■ Direction
Copy the records below from the line with "tag the golden roof peak" through the end of the records, substituting "stacked roof" for "multi-tiered roof" and leaving everything else unchanged.

-- START OF Listing --

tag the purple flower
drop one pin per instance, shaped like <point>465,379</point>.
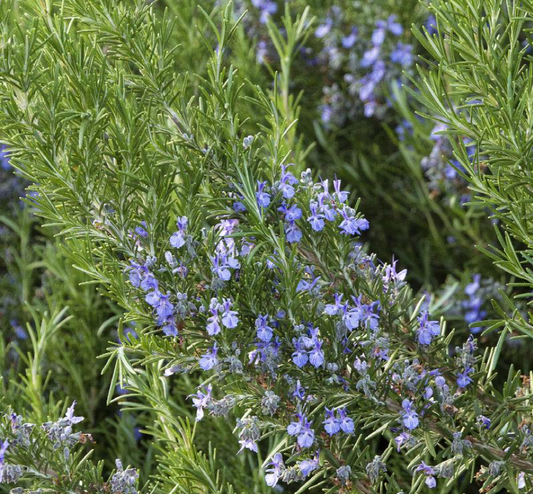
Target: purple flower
<point>331,424</point>
<point>264,331</point>
<point>316,219</point>
<point>463,379</point>
<point>346,423</point>
<point>229,317</point>
<point>70,415</point>
<point>291,214</point>
<point>351,225</point>
<point>308,466</point>
<point>324,29</point>
<point>334,309</point>
<point>209,360</point>
<point>177,239</point>
<point>340,195</point>
<point>292,233</point>
<point>316,355</point>
<point>286,183</point>
<point>213,323</point>
<point>427,330</point>
<point>141,231</point>
<point>484,421</point>
<point>4,157</point>
<point>3,450</point>
<point>302,429</point>
<point>409,417</point>
<point>429,472</point>
<point>263,199</point>
<point>299,356</point>
<point>200,400</point>
<point>275,470</point>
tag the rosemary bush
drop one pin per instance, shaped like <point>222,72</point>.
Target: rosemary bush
<point>241,314</point>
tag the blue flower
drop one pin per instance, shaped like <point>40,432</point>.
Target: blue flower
<point>140,230</point>
<point>229,317</point>
<point>4,157</point>
<point>201,400</point>
<point>275,470</point>
<point>308,466</point>
<point>484,421</point>
<point>324,29</point>
<point>463,379</point>
<point>177,239</point>
<point>291,214</point>
<point>263,199</point>
<point>264,331</point>
<point>302,429</point>
<point>427,330</point>
<point>409,417</point>
<point>316,355</point>
<point>286,182</point>
<point>213,323</point>
<point>292,233</point>
<point>299,356</point>
<point>209,360</point>
<point>349,41</point>
<point>316,219</point>
<point>299,391</point>
<point>352,225</point>
<point>332,424</point>
<point>340,195</point>
<point>429,472</point>
<point>337,307</point>
<point>239,207</point>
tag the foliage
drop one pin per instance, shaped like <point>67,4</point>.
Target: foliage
<point>170,180</point>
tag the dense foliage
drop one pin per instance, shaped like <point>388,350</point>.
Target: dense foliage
<point>195,299</point>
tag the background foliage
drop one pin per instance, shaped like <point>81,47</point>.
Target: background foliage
<point>104,102</point>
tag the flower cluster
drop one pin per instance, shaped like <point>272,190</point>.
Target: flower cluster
<point>35,445</point>
<point>362,61</point>
<point>345,339</point>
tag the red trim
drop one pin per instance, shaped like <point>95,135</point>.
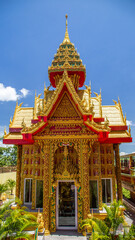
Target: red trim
<point>117,140</point>
<point>17,141</point>
<point>80,72</point>
<point>118,128</point>
<point>64,89</point>
<point>98,119</point>
<point>33,121</point>
<point>15,130</point>
<point>44,118</point>
<point>40,129</point>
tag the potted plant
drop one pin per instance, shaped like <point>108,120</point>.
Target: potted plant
<point>11,185</point>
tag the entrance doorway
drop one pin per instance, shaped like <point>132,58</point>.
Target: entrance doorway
<point>66,205</point>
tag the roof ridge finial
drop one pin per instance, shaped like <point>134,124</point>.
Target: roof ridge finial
<point>66,39</point>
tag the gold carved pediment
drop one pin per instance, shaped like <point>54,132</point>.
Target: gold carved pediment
<point>65,109</point>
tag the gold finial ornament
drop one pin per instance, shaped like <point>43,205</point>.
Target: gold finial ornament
<point>5,132</point>
<point>66,39</point>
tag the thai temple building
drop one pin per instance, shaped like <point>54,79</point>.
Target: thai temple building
<point>68,146</point>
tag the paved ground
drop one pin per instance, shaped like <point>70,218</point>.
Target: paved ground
<point>63,235</point>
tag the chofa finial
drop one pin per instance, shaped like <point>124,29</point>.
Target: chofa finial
<point>66,39</point>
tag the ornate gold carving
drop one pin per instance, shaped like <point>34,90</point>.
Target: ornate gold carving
<point>65,109</point>
<point>119,107</point>
<point>66,168</point>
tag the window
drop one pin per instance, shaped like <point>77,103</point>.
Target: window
<point>28,191</point>
<point>39,194</point>
<point>93,194</point>
<point>106,190</point>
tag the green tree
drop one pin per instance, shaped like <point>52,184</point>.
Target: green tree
<point>8,156</point>
<point>11,184</point>
<point>14,223</point>
<point>3,188</point>
<point>106,229</point>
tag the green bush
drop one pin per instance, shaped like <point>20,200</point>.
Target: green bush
<point>126,193</point>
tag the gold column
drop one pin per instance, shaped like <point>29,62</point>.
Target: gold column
<point>118,171</point>
<point>86,198</point>
<point>18,173</point>
<point>46,151</point>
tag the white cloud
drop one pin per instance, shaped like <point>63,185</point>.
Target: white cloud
<point>24,91</point>
<point>122,153</point>
<point>130,123</point>
<point>10,94</point>
<point>3,145</point>
<point>2,130</point>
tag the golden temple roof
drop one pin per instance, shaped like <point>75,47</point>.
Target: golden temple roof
<point>66,58</point>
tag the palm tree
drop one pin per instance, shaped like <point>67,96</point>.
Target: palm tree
<point>14,223</point>
<point>106,229</point>
<point>114,216</point>
<point>3,188</point>
<point>11,184</point>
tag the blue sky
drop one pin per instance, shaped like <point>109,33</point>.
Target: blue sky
<point>103,32</point>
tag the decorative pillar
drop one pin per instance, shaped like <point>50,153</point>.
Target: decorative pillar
<point>78,148</point>
<point>18,173</point>
<point>99,179</point>
<point>33,193</point>
<point>45,154</point>
<point>22,176</point>
<point>86,198</point>
<point>36,146</point>
<point>53,148</point>
<point>118,171</point>
<point>113,176</point>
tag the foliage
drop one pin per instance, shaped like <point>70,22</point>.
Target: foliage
<point>8,156</point>
<point>128,235</point>
<point>107,229</point>
<point>11,184</point>
<point>114,216</point>
<point>126,193</point>
<point>13,223</point>
<point>3,188</point>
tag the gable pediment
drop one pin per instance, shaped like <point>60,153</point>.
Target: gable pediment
<point>65,109</point>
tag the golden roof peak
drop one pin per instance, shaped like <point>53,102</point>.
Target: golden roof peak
<point>66,39</point>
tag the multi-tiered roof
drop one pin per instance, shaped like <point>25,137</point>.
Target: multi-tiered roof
<point>73,110</point>
<point>67,58</point>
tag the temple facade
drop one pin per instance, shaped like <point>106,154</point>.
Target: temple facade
<point>68,146</point>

-- END OF Listing --

■ Correct answer
tag the golden roof peak
drop one pin per instance, shaped like <point>53,102</point>.
Target: golden roof peak
<point>66,39</point>
tag the stacked roof
drop one pin per instance, shaped like <point>25,137</point>.
Target: stacked roof
<point>73,110</point>
<point>67,58</point>
tag the temple facade
drop one pin per instance, shaped like <point>106,154</point>.
Target: temple facade
<point>68,146</point>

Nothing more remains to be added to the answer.